Saved data entries:
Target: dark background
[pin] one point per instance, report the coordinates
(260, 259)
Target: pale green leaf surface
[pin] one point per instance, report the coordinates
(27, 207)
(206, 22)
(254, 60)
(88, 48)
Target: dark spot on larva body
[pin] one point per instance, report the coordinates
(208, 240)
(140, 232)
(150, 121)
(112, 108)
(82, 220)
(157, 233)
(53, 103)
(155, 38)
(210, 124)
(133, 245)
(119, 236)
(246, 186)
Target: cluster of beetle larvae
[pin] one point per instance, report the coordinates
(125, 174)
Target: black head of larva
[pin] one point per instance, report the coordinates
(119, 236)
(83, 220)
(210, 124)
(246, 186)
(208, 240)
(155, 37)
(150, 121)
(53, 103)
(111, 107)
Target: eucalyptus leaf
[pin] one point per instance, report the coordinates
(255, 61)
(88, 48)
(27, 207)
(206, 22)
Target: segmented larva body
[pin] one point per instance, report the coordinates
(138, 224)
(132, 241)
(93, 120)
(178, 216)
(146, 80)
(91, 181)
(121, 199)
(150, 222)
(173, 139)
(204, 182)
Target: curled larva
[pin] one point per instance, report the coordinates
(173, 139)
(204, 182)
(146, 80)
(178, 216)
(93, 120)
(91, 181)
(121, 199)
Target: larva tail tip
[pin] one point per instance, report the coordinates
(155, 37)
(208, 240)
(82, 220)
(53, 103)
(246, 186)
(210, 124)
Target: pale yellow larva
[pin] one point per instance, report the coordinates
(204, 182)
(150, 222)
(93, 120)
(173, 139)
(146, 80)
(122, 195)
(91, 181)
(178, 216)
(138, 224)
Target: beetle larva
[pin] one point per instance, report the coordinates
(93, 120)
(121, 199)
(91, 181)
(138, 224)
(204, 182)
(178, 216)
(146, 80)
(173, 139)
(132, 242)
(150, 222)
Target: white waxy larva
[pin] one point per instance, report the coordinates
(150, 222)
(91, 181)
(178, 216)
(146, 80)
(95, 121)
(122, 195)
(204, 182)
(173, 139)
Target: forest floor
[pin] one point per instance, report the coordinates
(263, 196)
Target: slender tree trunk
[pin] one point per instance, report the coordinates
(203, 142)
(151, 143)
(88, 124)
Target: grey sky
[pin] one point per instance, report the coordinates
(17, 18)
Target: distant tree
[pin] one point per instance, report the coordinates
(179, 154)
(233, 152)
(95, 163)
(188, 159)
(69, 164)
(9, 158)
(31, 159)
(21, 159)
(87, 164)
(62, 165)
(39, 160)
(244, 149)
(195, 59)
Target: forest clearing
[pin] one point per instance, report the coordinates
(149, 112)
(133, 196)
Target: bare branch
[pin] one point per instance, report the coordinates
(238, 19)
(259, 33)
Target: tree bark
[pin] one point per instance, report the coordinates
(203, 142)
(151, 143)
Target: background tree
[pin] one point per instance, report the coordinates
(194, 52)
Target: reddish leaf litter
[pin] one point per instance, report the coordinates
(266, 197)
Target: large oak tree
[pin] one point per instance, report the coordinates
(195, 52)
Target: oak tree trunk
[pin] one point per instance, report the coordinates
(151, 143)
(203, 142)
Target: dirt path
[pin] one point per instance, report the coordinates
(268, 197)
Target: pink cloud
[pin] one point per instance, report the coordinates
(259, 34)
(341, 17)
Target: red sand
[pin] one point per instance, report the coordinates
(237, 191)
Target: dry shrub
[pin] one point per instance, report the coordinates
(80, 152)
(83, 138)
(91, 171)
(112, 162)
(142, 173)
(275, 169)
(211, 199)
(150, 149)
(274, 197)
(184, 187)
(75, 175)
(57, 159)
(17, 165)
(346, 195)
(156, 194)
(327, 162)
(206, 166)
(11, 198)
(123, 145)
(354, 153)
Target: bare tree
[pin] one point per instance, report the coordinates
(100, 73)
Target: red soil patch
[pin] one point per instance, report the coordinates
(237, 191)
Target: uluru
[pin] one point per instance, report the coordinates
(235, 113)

What the task requires: Retype the material above, line by line, exactly.

Answer to the problem:
Target: dark background
[pin] one point per instance, report the coordinates
(260, 259)
Target: pale green leaf surface
[pin] one point per instance, report the coordinates
(27, 207)
(206, 22)
(254, 60)
(88, 48)
Target: dark spot on larva body
[pin] one point per instance, report the coordinates
(208, 240)
(140, 232)
(150, 121)
(112, 108)
(82, 220)
(157, 233)
(53, 103)
(155, 38)
(210, 124)
(133, 245)
(119, 236)
(246, 186)
Target: cluster of beetle larvae
[pin] one point per instance, report the coordinates
(125, 174)
Target: black head of larva
[pin] one point per instance, report the coordinates
(119, 236)
(83, 220)
(210, 124)
(246, 186)
(208, 240)
(155, 37)
(150, 121)
(53, 103)
(111, 107)
Target: eucalyptus leaf
[pin] one point per instance, report the coordinates
(255, 61)
(88, 48)
(27, 207)
(206, 22)
Target: segmented larva body
[pin] one point per instance, report the coordinates
(138, 224)
(132, 241)
(93, 120)
(178, 216)
(146, 80)
(91, 181)
(121, 199)
(150, 222)
(173, 139)
(204, 182)
Target: curled larva
[pin] one point per instance, report the coordinates
(173, 139)
(204, 182)
(146, 80)
(178, 216)
(93, 120)
(91, 181)
(121, 199)
Target: larva tail tip
[pin] one point per instance, report the coordinates
(155, 37)
(208, 240)
(82, 220)
(53, 103)
(246, 186)
(210, 124)
Target: pale yellow larva
[pin] one point per instance, report the coordinates
(204, 182)
(150, 222)
(93, 120)
(173, 139)
(146, 80)
(122, 195)
(91, 181)
(178, 216)
(138, 224)
Target: beetle larva
[pin] one point per instance, report the coordinates
(93, 120)
(121, 199)
(91, 181)
(138, 224)
(204, 182)
(178, 216)
(146, 80)
(173, 139)
(132, 242)
(150, 222)
Target: white waxy larva
[pin] one point per instance, report the coordinates
(150, 222)
(91, 181)
(178, 216)
(146, 80)
(95, 121)
(122, 195)
(204, 182)
(173, 139)
Target: forest floor
[pin] one point per instance, report the coordinates
(263, 196)
Target: slender tree trunk
[pin] one point per instance, report the coordinates
(203, 142)
(151, 143)
(88, 124)
Target: grey sky
[pin] one point per instance, report the coordinates
(17, 18)
Target: distant tree
[pin] one point per instance, report the coordinates
(179, 154)
(233, 152)
(95, 163)
(188, 159)
(69, 164)
(9, 158)
(31, 159)
(21, 159)
(87, 164)
(62, 165)
(39, 160)
(244, 149)
(195, 59)
Target: forest clearing
[pin] one point per instance, report the coordinates
(149, 112)
(133, 196)
Target: bare branch
[pin] one point per instance, report the coordinates
(238, 19)
(259, 33)
Target: tree bark
[pin] one point per instance, report the coordinates
(203, 142)
(151, 143)
Target: background tree
[pin] one point per instance, report the coordinates
(194, 52)
Target: reddish leaf litter
[pin] one point per instance, report the coordinates
(266, 197)
Target: large oak tree
[pin] one point per instance, report the coordinates
(195, 52)
Target: oak tree trunk
[pin] one point per instance, report the coordinates
(151, 143)
(203, 142)
Target: dirt path
[pin] one point per instance, report the coordinates
(268, 197)
Target: pink cloud
[pin] one point per instance, report the coordinates
(259, 34)
(341, 17)
Target: red sand
[pin] one point per instance, report the coordinates
(237, 191)
Target: dry shrub
[pin] one point per instance, report the coordinates
(80, 152)
(83, 138)
(91, 171)
(112, 162)
(142, 173)
(275, 169)
(211, 199)
(150, 149)
(274, 197)
(184, 187)
(75, 175)
(57, 159)
(17, 165)
(346, 195)
(156, 194)
(327, 162)
(206, 166)
(11, 198)
(123, 145)
(354, 153)
Target: bare tree
[pin] one point per instance, report the coordinates
(100, 73)
Target: red soil patch
[pin] one point per instance, report the coordinates
(237, 191)
Target: uluru
[pin] one point per instance, report the coordinates
(235, 113)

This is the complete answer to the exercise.